### Что сделать
Напишите продолжение отрывка о сборнике, посвящённом Битову, начиная сразу после его последней фразы.

### Исходный отрывок

■ ■ ■

Генис, Рост, Чухонцев, Щербина... Всех авторов сборника не процитировать и не перечислить. Но каждый добавляет свой мазок — сдержанный или яркий — в портрет мастера. И вот он образ. С одной стороны — как у Зои Богуславской — «ярчайшая индивидуальность». С другой — как у Дмитрия Быкова — «трудноопределим».

А я смотрю на него во все глаза, как сам он в эссе поэта Евгения Чигрина — на лакированного ископаемого окуня-исполина. Только там на Сахалине титаны морских и литературных глубин хором молчат, а здесь я, скромный, толкую об одном из них.

Рассказ Чигрина, он тоже — наособицу. В нем же не только супер-окунь, рыба хе, золотой краб, лучшая икра, тушеный трубач и чимча c французским вином, русской водкой и «джапанским саке» в клубе «Корона» в Южно-Сахалинске. В нем и «посиделки долгие, разговоры неспешные». И Битов c сигарой. И на эстраде что-то из Исаковского — знакомое, одинокое... Уж не «Гармонь» ли? А Битов глядит на Чигрина эдак по-питерски и спрашивает: «А что, поэт, тебе не хотелось написать песню? Чтоб вся страна пела, чтоб все знали». Поэт огорошен: элитарный писатель — и вдруг про шоу-бизнес. А тот: «Мне бы — хотелось. Но это совсем другой дар».

Фото — расслабленный классик, дымящий хорошим табачком, — сохранилось. Кстати, в книге две очень сильные фотоподборки. Много работ Юрия Роста. Они в ней важны как и текст. Это фон, на котором Битов, наслаждаясь, играет свою драму. Свою историю отдельности средь множества людей. И говорит: «Мне никогда ничего коллективного не удавалось. Даже в футбол не умел играть». Одинокая гармонь. Одиночество гармонии.

■ ■ ■

### Исходные данные
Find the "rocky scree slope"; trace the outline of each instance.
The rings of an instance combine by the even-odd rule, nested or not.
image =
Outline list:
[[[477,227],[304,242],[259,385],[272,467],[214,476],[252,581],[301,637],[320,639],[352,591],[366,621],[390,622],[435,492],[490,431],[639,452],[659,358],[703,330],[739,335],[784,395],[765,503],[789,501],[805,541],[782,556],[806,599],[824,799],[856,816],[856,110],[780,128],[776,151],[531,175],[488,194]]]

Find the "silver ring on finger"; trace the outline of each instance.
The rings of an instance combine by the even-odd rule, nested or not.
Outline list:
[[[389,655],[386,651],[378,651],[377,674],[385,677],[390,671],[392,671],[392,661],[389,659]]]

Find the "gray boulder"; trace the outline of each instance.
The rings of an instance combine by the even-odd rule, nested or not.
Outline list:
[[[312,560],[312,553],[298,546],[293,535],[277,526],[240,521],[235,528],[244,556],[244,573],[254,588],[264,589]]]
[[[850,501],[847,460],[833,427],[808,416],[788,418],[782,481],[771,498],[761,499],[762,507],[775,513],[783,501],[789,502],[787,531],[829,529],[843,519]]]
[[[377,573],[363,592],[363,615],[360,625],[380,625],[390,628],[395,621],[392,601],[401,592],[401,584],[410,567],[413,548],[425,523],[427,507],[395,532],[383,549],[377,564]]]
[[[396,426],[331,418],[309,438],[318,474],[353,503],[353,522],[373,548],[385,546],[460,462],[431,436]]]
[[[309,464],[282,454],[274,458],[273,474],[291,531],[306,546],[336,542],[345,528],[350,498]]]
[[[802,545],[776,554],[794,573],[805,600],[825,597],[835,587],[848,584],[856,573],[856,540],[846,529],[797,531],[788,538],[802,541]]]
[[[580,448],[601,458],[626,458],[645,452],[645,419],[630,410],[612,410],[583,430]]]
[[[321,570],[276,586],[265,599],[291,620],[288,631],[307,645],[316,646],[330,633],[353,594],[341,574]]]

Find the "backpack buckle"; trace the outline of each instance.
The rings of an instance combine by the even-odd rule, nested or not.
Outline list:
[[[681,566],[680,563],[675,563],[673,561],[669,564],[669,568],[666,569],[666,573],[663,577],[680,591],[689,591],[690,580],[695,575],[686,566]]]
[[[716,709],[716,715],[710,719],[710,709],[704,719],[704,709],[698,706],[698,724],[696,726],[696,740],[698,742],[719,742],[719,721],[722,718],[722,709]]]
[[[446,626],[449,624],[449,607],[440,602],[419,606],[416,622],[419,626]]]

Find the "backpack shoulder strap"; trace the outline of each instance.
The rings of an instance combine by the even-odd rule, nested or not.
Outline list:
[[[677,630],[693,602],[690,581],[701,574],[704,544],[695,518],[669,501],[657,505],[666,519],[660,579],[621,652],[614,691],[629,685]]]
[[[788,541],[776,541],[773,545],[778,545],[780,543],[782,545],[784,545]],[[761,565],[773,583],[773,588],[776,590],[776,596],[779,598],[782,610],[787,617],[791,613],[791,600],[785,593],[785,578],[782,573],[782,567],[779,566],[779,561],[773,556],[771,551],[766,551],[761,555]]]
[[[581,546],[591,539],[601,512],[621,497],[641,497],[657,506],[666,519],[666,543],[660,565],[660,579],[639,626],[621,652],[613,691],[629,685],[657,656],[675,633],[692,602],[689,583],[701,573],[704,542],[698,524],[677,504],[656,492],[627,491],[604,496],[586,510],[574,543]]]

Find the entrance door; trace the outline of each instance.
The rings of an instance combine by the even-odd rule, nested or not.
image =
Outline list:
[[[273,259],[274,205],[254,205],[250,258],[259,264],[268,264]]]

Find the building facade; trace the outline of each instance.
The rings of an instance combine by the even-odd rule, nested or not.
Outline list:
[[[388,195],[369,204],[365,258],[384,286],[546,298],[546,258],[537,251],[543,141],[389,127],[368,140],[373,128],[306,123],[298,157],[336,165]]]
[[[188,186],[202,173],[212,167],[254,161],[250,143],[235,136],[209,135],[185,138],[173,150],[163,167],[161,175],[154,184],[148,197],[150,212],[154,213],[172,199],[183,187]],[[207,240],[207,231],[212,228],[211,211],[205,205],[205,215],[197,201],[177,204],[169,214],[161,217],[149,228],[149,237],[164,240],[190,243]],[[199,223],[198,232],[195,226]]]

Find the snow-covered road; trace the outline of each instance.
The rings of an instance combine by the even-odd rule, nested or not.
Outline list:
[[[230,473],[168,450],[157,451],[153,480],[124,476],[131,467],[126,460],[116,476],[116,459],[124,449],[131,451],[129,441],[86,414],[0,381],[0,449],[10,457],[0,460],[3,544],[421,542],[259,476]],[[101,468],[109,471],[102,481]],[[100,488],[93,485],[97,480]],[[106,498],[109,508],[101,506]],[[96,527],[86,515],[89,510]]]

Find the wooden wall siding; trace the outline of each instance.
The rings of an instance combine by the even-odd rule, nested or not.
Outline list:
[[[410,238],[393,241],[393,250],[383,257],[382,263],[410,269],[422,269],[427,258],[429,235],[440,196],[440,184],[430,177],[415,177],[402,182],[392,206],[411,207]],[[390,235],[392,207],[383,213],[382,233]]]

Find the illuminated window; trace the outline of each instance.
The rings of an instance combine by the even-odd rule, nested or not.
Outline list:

■ ■ ■

### Результат задания
Битов и Резо Габриадзе в Доме актера
Фото: Юрий Рост

Истории... Сдается мне (да мне ли только?), что нынче читателей, ищущих назиданий, анализа, подробных разъяснений, — не много. Но море тех, кто ищет историй. И Битов их рассказывает всю жизнь. Не зря «Пушкинский дом» порой зовут историей русской интеллигенции и «культовой вещью целого поколения».

У русской интеллигенции — не одна история. Но дай Бог всем пишущим выпустить за почти 60 лет (с 1960-го) больше 30 книг и сценариев. Да таких, чтоб фильмы, как «В четверг, и больше никогда» Анатолия Эфроса, — любили, а книги — становились событиями.

Это непросто. Здесь одного литературного дара мало. Прав поэт и эссеист Юрий Карабчиевский: «Андрей Битов — умный человек...», а «в литературе... умных людей гораздо меньше, чем талантливых». Верна ли его гипотеза? Судить не берусь. Но в отношении Битова он, очевидно, прав. Как и Виктор Ерофеев, чье эссе так и называется «Умный талант».

И, конечно, сокрушительная популярность.

Поклонницы и поклонники

Во вступительном слове Валерий Попов сообщает: у Андрея Георгиевича не счесть «почитателей, особенно среди интеллигенции, в том числе и зарубежной... Знакомство с ним означает принадлежность к высшему литературному свету».

Про высший свет Валерию Георгиевичу лучше знать, а про множество читателей и обожателей — верно. Среди них и Ирина Суренкова — друг, любовь и муза нескольких вольнолюбивых людей искусства 60–80-х годов. И Битова, конечно. С ним Ира продолжает дружить и уехав в Париж, чего с трудом добивается отец ее дочки Лизы — славный прозаик и звезда «Радио Свобода»*СМИ признано в России иностранным агентом и нежелательной организацией Анатолий Гладилин.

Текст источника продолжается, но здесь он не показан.